● **Aim**: Put the entries below into a Markdown table with the columns Row and Text, one numbered row per non-blank line, leaving out the pictures.

[start Raw data]

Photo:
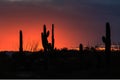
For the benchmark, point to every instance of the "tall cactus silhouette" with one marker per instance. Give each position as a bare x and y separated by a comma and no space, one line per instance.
21,42
81,48
44,35
107,41
53,40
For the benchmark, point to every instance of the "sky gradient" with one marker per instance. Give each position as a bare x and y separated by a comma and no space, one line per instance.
76,21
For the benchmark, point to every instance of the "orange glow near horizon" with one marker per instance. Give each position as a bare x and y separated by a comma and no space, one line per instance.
32,36
30,20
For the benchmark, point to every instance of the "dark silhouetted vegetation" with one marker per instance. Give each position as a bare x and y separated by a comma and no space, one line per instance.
55,63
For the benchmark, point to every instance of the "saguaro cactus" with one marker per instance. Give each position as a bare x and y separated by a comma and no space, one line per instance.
53,40
81,48
107,41
21,42
44,36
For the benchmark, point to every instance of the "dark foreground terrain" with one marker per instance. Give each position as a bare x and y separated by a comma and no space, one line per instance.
59,64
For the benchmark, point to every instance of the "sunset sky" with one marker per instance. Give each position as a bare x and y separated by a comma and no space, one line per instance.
76,21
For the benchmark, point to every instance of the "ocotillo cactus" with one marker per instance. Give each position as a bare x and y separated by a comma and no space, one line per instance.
53,40
21,42
107,41
81,48
44,36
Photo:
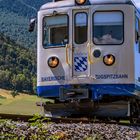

[end Raw data]

● **Reply to the task**:
| Row | Text |
|---|---|
| 1 | Photo: |
| 2 | For the benchmark, point to every instance of the "tall cactus silhouette" with one marker per instance. Give each position as a bare x and y separated by a comma and no space, one line per instance. |
| 3 | 21,42 |
| 4 | 81,48 |
| 5 | 44,35 |
| 6 | 107,41 |
| 7 | 53,40 |
| 8 | For the benchmark, point to every instance of the "sky gradient" with one marker per instance. Give each position as a bare x and y separated by a comma and no space, one line per instance. |
| 9 | 76,21 |
| 10 | For the benchmark, point to every instance of the "orange glow near horizon" with one marker per instance. Give each position as a bare x and y separated by a comma and no space, one line per instance. |
| 11 | 32,36 |
| 12 | 30,20 |
| 13 | For the benchmark, point to every instance of the "dark silhouetted vegetation" with one marker per instance. Give each position as a bare x and y separated by a comma and no space, one line per instance. |
| 14 | 55,63 |
| 15 | For the benchmark, point to every instance of the "saguaro cactus" with one marker per instance. Give each position as a bare x and y separated by a comma and no space, one line per instance. |
| 16 | 53,40 |
| 17 | 81,48 |
| 18 | 107,41 |
| 19 | 21,42 |
| 20 | 44,36 |
| 21 | For the benchmark, point to every instance of the "dark foreground terrain" with one marker per instance. Give each position as a bare x and y separated by a comma and no space, one line per instance. |
| 22 | 59,64 |
| 23 | For the benchmark, point to every instance of the "sunset sky" with one marker per instance. Give each position as a bare x and y separated by a comma and no space, one line per instance. |
| 24 | 76,21 |
| 25 | For the benchmark, point to every instance of the "ocotillo cactus" with one marker per instance. Give each position as a bare x and y separated by a comma and no space, one line per instance. |
| 26 | 53,40 |
| 27 | 21,42 |
| 28 | 107,41 |
| 29 | 81,48 |
| 30 | 44,36 |
| 31 | Photo: |